== SHORT PROBLEM ==
Can you rewrite the records below with "black face" changed to "dark face" and everything else left as it is? Leave the pictures out of your answer.

━━━ ENTRIES ━━━

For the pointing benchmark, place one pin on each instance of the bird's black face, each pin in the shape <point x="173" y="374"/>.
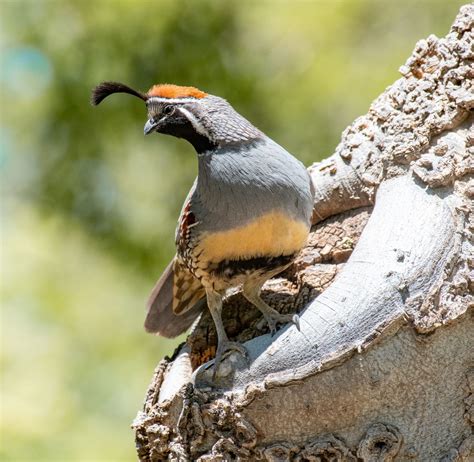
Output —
<point x="175" y="119"/>
<point x="165" y="118"/>
<point x="171" y="111"/>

━━━

== PROBLEM SOLUTION ==
For the pointing benchmark, place one pin on each instance of the bird's dark face, each pin in the shape <point x="173" y="374"/>.
Output —
<point x="175" y="119"/>
<point x="165" y="118"/>
<point x="171" y="111"/>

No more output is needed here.